TDPL: Manual invocation of destructor

Lutger lutger.blijdestijn at gmail.com
Mon Aug 9 11:10:44 PDT 2010


Steven Schveighoffer wrote:

> On Mon, 09 Aug 2010 08:28:38 -0400, Andrej Mitrovic
> <andrej.mitrovich at gmail.com> wrote:
> 
>> It's rather perplexing, isn't it? It states in TDPL:
>>
>> "After you invoke clear, the object is still alive and well, but its
>> destructor has been called and the object is now carrying its
>> default-constructed stated. During the next garbage collection, the
>> destructor is called again, because the garbage collector has no idea in
>> what state you have left the object."
> 
> This seems totally wrong, what if an object has no default constructor?
> The spec used to say (maybe it still does) that a destructor is guaranteed
> to only ever be called once.

The spec still does, it is not updated since it describes delete, not clear. 

If you omit the default constructor, no constructor will be called. Also not for 
the base classes even if they have a default constructor. This looks like a bug.

Entries from a dataset:
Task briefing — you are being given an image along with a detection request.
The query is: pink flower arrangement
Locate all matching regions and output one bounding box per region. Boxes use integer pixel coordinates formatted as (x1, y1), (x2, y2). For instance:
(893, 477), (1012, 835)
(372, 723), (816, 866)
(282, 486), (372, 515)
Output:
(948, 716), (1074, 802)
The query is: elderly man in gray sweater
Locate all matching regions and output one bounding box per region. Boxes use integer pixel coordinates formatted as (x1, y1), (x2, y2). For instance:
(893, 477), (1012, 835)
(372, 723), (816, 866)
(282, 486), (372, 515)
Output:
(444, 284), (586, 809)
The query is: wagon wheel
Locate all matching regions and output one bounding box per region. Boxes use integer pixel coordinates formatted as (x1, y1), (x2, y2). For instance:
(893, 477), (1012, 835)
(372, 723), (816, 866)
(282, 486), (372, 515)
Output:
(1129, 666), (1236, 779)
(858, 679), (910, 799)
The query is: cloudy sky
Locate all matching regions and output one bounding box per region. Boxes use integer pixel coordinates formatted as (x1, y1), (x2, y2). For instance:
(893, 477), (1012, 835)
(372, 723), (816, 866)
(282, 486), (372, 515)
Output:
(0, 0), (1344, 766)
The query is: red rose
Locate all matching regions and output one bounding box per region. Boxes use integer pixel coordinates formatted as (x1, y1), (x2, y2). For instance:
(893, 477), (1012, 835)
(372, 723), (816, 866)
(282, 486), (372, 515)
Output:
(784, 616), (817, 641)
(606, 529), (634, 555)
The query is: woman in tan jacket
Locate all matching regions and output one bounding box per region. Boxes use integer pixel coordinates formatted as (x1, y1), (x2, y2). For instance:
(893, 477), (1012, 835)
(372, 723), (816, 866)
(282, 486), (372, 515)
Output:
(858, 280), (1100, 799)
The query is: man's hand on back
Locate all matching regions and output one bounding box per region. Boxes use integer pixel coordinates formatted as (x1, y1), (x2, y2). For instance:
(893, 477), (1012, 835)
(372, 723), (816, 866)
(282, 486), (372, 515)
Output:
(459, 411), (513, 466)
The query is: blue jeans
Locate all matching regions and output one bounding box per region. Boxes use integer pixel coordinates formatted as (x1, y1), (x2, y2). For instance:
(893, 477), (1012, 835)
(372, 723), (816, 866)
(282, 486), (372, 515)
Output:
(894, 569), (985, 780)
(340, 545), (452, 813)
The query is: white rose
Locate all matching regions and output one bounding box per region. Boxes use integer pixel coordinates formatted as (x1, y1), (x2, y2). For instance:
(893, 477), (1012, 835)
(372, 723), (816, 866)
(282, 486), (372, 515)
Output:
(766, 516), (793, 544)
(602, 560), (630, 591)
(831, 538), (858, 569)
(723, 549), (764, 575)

What this task involves:
Write out the mailing list post on manually calling a destructor, word for word, from "The spec still" to "like a bug.".

The answer:
The spec still does, it is not updated since it describes delete, not clear. 

If you omit the default constructor, no constructor will be called. Also not for 
the base classes even if they have a default constructor. This looks like a bug.